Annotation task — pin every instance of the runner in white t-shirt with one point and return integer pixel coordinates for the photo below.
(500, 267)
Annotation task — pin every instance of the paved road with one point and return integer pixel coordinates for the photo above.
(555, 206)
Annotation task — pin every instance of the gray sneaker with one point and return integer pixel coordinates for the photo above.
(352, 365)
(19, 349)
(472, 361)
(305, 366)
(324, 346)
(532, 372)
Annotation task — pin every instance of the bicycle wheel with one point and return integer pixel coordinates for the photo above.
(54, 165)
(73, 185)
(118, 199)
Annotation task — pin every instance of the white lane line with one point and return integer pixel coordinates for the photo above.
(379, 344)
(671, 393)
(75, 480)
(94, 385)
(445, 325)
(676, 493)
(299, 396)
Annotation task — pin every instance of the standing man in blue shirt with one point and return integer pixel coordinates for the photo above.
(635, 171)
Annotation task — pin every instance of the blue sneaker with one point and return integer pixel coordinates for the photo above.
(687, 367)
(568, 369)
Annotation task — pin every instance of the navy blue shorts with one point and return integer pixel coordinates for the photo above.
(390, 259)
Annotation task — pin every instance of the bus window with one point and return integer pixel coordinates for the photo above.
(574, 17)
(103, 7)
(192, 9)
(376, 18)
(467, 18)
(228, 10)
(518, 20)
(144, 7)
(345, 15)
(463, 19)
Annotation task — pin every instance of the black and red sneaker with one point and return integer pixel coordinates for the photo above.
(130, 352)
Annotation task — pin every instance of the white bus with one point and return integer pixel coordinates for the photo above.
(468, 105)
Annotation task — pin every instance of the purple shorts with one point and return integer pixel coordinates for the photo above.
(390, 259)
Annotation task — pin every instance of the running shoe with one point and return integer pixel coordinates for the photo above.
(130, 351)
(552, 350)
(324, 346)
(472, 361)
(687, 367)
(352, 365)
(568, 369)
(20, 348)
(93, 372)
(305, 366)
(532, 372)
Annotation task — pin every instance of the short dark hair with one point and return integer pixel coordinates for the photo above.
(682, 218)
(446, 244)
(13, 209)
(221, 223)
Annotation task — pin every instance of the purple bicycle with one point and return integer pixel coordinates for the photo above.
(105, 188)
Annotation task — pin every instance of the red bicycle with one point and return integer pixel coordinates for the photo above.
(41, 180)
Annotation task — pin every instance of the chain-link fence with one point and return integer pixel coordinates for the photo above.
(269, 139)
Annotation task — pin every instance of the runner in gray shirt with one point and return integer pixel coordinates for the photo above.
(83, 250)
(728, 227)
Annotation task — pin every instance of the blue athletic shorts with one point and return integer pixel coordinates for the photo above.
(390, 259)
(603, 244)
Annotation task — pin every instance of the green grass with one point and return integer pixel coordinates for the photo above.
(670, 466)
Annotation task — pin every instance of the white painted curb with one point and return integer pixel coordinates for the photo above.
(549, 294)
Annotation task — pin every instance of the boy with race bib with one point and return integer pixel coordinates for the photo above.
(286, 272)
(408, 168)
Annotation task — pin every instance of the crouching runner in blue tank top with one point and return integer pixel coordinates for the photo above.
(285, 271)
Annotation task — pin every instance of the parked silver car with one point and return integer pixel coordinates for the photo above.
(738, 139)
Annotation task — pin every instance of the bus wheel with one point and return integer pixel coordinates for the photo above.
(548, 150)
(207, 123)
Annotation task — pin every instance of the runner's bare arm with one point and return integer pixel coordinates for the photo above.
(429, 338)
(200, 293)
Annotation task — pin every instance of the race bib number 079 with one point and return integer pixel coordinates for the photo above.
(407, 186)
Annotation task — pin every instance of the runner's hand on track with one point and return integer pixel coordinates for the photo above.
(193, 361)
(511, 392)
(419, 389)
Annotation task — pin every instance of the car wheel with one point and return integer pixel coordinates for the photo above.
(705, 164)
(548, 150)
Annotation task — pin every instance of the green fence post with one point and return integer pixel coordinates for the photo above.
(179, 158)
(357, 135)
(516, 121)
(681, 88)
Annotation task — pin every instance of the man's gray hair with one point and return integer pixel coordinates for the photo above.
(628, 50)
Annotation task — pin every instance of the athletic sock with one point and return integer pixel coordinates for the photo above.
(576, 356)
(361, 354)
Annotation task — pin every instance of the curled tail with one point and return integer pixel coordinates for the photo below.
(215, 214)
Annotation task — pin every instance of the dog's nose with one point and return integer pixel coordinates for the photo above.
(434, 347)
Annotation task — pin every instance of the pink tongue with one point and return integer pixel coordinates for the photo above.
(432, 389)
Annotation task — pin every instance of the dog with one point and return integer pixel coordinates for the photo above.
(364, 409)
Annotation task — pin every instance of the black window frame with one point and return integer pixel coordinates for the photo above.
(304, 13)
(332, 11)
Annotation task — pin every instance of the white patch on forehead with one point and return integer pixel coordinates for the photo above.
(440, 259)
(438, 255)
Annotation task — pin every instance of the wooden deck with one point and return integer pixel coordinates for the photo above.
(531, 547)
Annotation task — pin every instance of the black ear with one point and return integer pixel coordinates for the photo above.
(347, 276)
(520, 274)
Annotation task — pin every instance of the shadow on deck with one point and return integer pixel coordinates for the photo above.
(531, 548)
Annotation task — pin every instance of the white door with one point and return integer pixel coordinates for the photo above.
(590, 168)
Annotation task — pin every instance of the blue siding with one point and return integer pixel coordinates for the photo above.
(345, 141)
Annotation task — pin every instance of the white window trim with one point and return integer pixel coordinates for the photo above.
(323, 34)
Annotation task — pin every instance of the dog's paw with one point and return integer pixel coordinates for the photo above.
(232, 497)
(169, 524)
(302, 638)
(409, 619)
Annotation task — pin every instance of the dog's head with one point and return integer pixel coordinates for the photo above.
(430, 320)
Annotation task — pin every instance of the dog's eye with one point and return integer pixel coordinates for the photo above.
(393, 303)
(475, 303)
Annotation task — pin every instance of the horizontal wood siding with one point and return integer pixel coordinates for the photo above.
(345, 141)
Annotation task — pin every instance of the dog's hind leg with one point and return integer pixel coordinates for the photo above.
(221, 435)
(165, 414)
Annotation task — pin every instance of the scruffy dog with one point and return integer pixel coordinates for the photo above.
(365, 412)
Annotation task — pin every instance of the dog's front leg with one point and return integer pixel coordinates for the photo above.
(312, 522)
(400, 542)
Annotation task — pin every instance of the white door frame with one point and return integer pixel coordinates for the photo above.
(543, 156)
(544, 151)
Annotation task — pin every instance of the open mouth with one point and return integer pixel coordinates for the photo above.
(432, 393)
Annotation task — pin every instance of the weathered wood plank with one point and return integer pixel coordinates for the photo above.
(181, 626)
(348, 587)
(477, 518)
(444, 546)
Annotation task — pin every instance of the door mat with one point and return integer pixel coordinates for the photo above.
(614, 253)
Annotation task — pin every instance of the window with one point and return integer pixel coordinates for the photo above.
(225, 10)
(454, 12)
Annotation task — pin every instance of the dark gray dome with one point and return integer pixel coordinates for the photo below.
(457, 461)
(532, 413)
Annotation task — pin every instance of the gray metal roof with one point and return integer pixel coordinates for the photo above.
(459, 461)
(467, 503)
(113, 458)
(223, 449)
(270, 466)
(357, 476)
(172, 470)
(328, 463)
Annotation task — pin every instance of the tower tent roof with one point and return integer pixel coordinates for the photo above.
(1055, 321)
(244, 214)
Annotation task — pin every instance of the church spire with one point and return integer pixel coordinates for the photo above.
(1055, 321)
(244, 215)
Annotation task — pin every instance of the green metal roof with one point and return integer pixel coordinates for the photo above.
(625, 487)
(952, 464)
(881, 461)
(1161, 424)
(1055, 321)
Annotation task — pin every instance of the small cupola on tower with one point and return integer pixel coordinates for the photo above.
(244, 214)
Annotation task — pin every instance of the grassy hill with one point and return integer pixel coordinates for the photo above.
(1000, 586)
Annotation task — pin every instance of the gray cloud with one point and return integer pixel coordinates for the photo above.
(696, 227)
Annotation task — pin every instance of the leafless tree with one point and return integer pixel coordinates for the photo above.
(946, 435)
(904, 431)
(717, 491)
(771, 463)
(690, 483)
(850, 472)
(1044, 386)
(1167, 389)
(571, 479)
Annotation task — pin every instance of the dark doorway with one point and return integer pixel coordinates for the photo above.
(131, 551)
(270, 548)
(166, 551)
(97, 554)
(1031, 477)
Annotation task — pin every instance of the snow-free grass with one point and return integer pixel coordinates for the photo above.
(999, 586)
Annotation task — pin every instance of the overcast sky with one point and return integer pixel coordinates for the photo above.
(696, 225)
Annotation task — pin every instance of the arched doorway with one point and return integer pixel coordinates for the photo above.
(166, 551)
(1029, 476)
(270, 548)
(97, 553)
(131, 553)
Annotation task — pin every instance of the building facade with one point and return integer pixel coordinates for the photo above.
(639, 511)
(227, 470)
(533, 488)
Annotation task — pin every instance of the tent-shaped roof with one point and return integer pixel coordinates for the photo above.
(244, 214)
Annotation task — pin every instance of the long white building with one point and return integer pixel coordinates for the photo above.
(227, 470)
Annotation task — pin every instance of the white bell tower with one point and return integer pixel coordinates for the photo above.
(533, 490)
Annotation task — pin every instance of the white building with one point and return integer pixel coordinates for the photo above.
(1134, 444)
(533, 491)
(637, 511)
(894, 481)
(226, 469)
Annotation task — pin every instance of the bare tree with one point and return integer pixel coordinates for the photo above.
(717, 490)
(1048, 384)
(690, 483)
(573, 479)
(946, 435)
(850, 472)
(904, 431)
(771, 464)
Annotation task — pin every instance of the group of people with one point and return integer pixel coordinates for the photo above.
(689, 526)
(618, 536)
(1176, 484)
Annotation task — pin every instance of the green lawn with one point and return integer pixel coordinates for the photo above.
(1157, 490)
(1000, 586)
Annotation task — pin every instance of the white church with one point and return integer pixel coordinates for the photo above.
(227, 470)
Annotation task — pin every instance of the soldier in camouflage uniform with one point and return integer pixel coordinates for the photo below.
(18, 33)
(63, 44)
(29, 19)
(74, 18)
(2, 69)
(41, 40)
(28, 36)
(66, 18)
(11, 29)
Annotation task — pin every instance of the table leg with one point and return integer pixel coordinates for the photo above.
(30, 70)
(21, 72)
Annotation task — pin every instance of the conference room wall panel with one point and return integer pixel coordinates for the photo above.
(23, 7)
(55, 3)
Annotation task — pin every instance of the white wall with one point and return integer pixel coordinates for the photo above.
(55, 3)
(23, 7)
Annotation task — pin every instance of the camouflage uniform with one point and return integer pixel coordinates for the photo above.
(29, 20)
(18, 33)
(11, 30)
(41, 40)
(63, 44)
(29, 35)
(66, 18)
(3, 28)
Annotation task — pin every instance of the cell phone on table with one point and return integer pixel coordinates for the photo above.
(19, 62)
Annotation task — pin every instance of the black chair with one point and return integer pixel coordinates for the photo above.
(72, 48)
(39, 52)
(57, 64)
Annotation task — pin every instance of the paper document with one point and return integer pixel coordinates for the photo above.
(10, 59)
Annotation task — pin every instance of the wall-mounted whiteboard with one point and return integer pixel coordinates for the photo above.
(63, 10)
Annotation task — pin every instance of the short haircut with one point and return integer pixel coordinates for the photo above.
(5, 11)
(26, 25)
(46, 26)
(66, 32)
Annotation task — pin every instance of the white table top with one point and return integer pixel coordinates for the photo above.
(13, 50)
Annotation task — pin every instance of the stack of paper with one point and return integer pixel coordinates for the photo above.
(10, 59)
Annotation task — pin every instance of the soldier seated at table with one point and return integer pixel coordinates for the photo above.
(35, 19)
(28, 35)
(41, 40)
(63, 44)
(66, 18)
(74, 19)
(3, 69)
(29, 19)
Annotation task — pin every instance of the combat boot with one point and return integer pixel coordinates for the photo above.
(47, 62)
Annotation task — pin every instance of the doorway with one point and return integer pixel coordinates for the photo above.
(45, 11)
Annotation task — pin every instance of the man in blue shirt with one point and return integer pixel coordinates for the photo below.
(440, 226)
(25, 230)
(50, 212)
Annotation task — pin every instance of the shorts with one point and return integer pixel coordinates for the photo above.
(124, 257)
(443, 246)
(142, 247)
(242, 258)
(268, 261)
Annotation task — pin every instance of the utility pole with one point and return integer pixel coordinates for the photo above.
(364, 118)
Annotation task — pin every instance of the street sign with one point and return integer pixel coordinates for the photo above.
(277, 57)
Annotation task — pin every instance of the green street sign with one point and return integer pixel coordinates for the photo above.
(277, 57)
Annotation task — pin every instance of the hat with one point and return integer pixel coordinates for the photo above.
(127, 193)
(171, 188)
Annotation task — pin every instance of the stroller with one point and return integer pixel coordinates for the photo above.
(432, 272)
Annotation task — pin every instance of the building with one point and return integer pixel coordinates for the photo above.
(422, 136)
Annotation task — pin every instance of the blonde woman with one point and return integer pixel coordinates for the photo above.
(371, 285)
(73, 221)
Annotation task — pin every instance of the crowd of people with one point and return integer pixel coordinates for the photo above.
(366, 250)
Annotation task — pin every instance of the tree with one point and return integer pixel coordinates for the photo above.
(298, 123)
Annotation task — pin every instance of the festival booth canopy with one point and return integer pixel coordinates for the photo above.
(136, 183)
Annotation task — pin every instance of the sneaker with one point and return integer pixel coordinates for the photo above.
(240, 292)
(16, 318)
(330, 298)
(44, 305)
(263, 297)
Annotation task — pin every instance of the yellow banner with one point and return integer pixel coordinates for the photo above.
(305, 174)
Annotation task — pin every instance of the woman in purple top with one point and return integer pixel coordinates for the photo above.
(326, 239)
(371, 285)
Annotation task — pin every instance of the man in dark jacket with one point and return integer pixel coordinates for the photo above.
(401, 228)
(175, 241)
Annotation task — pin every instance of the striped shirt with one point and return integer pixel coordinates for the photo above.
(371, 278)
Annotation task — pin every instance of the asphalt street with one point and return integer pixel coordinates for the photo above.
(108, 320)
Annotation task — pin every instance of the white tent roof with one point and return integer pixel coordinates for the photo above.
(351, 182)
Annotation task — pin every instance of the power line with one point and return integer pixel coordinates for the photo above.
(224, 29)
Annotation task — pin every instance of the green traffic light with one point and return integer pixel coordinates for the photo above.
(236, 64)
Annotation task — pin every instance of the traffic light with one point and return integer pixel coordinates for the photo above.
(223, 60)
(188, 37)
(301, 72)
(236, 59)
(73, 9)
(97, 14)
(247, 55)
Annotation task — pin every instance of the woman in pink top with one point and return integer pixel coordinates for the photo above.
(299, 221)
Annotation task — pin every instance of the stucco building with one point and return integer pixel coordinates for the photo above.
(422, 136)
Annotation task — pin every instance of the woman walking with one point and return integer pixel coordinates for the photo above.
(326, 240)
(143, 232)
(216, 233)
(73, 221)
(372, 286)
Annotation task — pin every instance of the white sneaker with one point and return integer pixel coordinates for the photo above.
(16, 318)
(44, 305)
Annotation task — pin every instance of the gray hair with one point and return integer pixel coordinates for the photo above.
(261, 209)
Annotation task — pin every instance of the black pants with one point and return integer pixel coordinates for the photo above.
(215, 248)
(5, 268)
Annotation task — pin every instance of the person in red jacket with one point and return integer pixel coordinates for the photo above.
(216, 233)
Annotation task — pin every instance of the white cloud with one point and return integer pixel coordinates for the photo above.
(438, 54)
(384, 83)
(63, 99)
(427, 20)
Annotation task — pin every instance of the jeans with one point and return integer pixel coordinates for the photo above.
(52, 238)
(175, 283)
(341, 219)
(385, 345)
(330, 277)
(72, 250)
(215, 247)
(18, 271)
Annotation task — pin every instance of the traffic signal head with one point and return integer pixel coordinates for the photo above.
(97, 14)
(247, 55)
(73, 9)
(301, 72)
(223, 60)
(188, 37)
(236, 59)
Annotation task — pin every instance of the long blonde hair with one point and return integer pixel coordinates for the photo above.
────────
__REQUIREMENT__: Reply with exactly the lines from the one containing "Annotation task — pin every instance of the gray hair" to the last line of the material, inclusive, and with nothing more.

__REPLY TO THE TASK__:
Annotation task — pin every instance of the gray hair with one point and return integer pixel coordinates for the photo above.
(261, 209)
Annotation task — pin every instance of the black pants with one point and return integer pixel coordinates for the photo above.
(215, 248)
(5, 268)
Annotation task — pin every instance of the person in red jacket with one point and return integer pixel coordinates for the photo above.
(216, 233)
Annotation task — pin every instance of the white cloud with one point and return integer pixel coordinates for the photo above.
(438, 54)
(384, 83)
(63, 99)
(427, 20)
Annotation task — pin every instance of the jeans with one point and return integer pixel coordinates for the photo above.
(52, 238)
(175, 283)
(341, 219)
(385, 345)
(330, 277)
(72, 250)
(215, 247)
(18, 271)
Annotation task — pin every instance of the traffic signal head with one point and return integer pixel coordinates for the photo above.
(97, 14)
(247, 55)
(73, 9)
(301, 72)
(223, 60)
(188, 37)
(236, 59)
Annotation task — pin every instance of the long blonde hair with one point and return integer pixel coordinates for the photo above.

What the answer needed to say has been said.